Task to carry out
Rewrite the stretch of the dating essay from "There are theories" through "you maximize efficiency?", substituting "Atlantic Coast" for "East Coast".

Supplied text

It should come as no surprise that the dating landscape has changed significantly over the years. Just as quickly as technology advances, the speed and structure of romantic relationships appear to have done the same. While I have had a vague idea that the times have changed, it wasn’t until earlier last week when I was in a male colleague’s office discussing heterosexual relationships that I came to a startling realization. Apparently, I’m living in an alternate reality.
You see, many of us were brought up by a generation of parents who came to be married in times of more traditional dating and courtship. In a previous post I discussed the times when people would “go steady,” and so forth. While each generation certainly does things a little differently, it turns out I may have been under a seriously flawed impression.
I thought that while every so often a strong, intelligent, independent woman would approach a man herself, that this was the outlier and not the norm. A handful of my good female friends have found themselves in happy satisfying relationships in this manner. But I had not realized how common this has become.
And yet, there have also been those who warned of the hazards of this approach, “you’ll always wonder if he would have chosen you himself, and if you just did a really good job of convincing him.” There are those who suggest the “gentle nudge” approach, a halfway point between asking a guy out and letting him do all of the work. And then there are the tradionalists, the ones who pass around such email chain passages with the words of Shuna Holmes:
"Women are like apples on trees. The best ones are at the top of the tree. Most men don't want to reach for the good ones because they are afraid of falling and getting hurt. Instead, they sometimes take the apples from the ground that aren't as good, but easy. The apples at the top think something is wrong with them, when in reality, they're amazing. They just have to wait for the right man to come along, the one who is brave enough to climb all the way to the top of the tree.”
There are theories and rules: the more assertive a woman the better, too assertive and she’s desperate. Become a friend, but don’t land yourself in the “friend zone.” Remember, East Coast men are more aggressive, West Coast men more laid back. (Does this mean those from the Midwest are the best mid-point?) Of course you should be simultaneously dating and texting as many people at the same time as possible, how else would you maximize efficiency?
With so many “obvious” rules, it comes as no surprise that companies have now started classes teaching individuals to date. These include in-vivo exposure elements. An eye-opening article appeared in an Australian newspaper column discussing such dating “boot camps.”

The data
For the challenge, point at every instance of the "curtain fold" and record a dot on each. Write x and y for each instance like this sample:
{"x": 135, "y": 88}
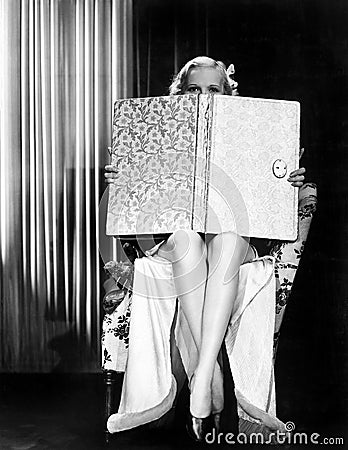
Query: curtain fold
{"x": 64, "y": 63}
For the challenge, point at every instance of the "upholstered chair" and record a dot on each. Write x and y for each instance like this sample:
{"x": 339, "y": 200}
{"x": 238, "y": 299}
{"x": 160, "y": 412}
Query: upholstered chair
{"x": 118, "y": 298}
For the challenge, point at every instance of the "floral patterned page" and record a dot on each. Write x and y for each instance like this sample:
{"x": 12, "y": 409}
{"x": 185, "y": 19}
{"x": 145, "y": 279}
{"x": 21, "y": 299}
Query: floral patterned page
{"x": 154, "y": 142}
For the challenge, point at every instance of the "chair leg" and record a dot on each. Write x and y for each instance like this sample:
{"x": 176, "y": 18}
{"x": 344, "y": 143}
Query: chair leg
{"x": 109, "y": 404}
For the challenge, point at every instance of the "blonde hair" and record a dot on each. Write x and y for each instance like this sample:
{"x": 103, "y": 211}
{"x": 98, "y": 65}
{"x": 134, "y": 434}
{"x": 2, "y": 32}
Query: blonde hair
{"x": 179, "y": 82}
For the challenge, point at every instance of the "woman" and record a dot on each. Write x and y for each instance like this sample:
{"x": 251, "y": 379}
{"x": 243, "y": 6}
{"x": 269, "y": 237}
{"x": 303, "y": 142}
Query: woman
{"x": 206, "y": 274}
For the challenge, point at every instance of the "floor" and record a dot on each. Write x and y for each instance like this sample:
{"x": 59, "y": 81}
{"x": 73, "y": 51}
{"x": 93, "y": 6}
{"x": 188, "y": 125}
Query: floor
{"x": 61, "y": 411}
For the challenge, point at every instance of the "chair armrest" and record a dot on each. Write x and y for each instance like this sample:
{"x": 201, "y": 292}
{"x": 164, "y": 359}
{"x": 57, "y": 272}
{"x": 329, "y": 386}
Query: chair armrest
{"x": 288, "y": 254}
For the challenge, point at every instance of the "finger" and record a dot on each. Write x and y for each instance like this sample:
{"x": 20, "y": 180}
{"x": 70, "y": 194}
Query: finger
{"x": 297, "y": 184}
{"x": 299, "y": 171}
{"x": 110, "y": 168}
{"x": 110, "y": 175}
{"x": 110, "y": 180}
{"x": 298, "y": 178}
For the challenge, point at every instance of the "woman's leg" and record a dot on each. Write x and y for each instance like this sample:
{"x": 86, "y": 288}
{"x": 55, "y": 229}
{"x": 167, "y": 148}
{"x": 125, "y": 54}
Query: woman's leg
{"x": 226, "y": 253}
{"x": 187, "y": 252}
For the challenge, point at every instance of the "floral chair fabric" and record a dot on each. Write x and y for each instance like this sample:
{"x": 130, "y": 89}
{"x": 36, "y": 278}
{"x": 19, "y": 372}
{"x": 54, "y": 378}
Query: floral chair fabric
{"x": 117, "y": 302}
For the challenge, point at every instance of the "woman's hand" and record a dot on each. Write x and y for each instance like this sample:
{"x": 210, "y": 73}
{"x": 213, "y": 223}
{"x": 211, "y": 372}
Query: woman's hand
{"x": 110, "y": 173}
{"x": 296, "y": 178}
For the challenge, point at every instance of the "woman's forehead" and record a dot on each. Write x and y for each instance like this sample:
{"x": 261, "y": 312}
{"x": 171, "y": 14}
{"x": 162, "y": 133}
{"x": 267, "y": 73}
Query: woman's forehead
{"x": 206, "y": 75}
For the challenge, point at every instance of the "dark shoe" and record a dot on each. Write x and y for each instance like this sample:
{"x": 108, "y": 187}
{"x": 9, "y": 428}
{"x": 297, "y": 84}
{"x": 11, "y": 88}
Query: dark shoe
{"x": 198, "y": 428}
{"x": 216, "y": 421}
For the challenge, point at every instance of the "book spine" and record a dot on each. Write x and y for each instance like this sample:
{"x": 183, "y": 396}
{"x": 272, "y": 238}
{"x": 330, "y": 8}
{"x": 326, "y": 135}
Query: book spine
{"x": 195, "y": 167}
{"x": 208, "y": 115}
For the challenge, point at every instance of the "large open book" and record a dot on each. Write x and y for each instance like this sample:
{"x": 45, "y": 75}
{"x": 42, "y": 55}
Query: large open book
{"x": 207, "y": 163}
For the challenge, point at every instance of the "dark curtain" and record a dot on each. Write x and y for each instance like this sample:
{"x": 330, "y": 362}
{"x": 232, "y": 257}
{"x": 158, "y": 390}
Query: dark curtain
{"x": 295, "y": 50}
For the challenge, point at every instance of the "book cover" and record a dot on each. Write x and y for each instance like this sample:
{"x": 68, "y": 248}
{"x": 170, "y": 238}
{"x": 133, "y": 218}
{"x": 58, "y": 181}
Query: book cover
{"x": 207, "y": 163}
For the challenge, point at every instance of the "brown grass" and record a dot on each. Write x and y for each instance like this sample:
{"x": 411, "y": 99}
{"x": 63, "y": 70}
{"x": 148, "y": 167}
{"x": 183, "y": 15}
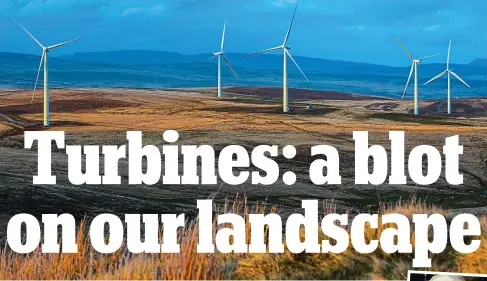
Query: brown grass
{"x": 128, "y": 109}
{"x": 87, "y": 264}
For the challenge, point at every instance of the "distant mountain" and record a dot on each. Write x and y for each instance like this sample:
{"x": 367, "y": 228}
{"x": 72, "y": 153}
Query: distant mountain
{"x": 268, "y": 61}
{"x": 154, "y": 69}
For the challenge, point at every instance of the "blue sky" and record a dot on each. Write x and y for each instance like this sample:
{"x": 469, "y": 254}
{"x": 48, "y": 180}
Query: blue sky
{"x": 355, "y": 30}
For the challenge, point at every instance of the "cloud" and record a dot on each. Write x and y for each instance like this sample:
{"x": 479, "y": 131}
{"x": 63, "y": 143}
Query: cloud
{"x": 283, "y": 3}
{"x": 432, "y": 28}
{"x": 356, "y": 27}
{"x": 147, "y": 11}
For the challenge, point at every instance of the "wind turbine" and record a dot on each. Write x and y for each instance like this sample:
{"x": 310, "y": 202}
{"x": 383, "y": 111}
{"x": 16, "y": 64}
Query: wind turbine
{"x": 220, "y": 55}
{"x": 286, "y": 53}
{"x": 45, "y": 51}
{"x": 414, "y": 68}
{"x": 448, "y": 71}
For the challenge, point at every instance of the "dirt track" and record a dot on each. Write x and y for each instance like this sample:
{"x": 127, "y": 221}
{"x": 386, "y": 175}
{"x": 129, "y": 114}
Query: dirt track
{"x": 103, "y": 116}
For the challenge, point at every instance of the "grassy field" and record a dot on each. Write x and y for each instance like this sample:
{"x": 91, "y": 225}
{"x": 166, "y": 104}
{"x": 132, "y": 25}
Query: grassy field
{"x": 249, "y": 118}
{"x": 189, "y": 265}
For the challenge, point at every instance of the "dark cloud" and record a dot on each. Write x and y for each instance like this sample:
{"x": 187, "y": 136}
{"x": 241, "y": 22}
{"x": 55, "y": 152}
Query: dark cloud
{"x": 339, "y": 29}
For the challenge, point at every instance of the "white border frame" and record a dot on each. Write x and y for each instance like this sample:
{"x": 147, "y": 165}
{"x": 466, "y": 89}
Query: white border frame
{"x": 444, "y": 273}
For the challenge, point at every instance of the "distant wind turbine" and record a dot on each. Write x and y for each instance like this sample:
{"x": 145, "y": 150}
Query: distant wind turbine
{"x": 45, "y": 51}
{"x": 448, "y": 71}
{"x": 285, "y": 49}
{"x": 220, "y": 55}
{"x": 414, "y": 67}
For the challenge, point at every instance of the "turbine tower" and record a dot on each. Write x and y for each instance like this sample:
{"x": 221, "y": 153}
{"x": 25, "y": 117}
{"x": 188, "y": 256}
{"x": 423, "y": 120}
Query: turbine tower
{"x": 414, "y": 68}
{"x": 285, "y": 48}
{"x": 220, "y": 55}
{"x": 448, "y": 71}
{"x": 45, "y": 51}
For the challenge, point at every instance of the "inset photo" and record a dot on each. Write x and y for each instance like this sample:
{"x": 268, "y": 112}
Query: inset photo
{"x": 444, "y": 276}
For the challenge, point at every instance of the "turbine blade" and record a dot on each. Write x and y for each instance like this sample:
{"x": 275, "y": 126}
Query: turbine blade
{"x": 448, "y": 58}
{"x": 64, "y": 43}
{"x": 291, "y": 57}
{"x": 409, "y": 79}
{"x": 458, "y": 77}
{"x": 223, "y": 36}
{"x": 427, "y": 57}
{"x": 263, "y": 51}
{"x": 403, "y": 47}
{"x": 37, "y": 78}
{"x": 229, "y": 66}
{"x": 436, "y": 77}
{"x": 290, "y": 25}
{"x": 31, "y": 36}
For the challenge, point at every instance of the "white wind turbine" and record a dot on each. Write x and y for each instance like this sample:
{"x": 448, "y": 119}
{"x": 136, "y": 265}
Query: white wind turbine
{"x": 220, "y": 55}
{"x": 448, "y": 71}
{"x": 414, "y": 67}
{"x": 286, "y": 53}
{"x": 45, "y": 51}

Your solution
There are theories and rules: the more assertive a woman the better, too assertive and she’s desperate. Become a friend, but don’t land yourself in the “friend zone.” Remember, Atlantic Coast men are more aggressive, West Coast men more laid back. (Does this mean those from the Midwest are the best mid-point?) Of course you should be simultaneously dating and texting as many people at the same time as possible, how else would you maximize efficiency?